**SET TASK**
Copy all of the lines below word for word, in the same order.

— Start of EXERCISE INPUTS —

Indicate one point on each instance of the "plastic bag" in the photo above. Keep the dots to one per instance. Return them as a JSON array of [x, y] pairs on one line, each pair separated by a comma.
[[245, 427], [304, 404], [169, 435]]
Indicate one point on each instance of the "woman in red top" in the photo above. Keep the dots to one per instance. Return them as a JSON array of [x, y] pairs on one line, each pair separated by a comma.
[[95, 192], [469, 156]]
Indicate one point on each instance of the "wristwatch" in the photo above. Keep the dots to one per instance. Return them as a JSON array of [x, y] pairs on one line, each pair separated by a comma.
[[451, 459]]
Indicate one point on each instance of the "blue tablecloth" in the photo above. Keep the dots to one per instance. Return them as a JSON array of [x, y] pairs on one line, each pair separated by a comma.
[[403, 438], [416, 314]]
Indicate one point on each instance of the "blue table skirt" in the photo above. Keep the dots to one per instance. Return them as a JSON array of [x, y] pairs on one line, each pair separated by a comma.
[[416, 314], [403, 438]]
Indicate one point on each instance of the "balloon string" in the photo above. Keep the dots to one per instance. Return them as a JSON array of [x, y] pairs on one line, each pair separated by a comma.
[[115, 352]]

— End of EXERCISE INPUTS —

**COMPLETED EXERCISE**
Indicate one point on each instance of the "plastic bag" in the photo above. Keep the dots to one per instance. Return them as a JSON array of [x, y] pairs on one line, each pair separated by a comma.
[[245, 427], [304, 404], [169, 435]]
Indicate one point on each instance of the "woman in red top" in the photo above. Keep the dots to one per instance. Return them as a JSON array of [x, y] pairs on one line, each pair separated by a comma.
[[95, 192], [469, 156]]
Indicate one point on each instance of the "wristwatch" in the photo above. Keep the dots to one per instance. Return them as a JSON array of [x, y] pairs on one line, each pair separated by a comma.
[[451, 459]]
Indicate one point on each instance of the "blue tablecloth" in the photo above. Keep the dots to one per instance. Return them as a JSON array of [x, y] pairs on one line, each pair separated by a comma.
[[403, 438], [416, 314]]
Indicate one point on each instance of the "blue table skirt" in the photo above. Keep the dots to one per instance. Return them as a JSON array of [x, y] pairs on one line, each pair separated by a comma.
[[416, 314], [403, 438]]
Indicate one point on each instance of the "balloon string" in the photo above. Keep the dots to one per instance. Return them as a JSON array of [x, y] pairs on one line, each pair separated by a comma.
[[115, 352]]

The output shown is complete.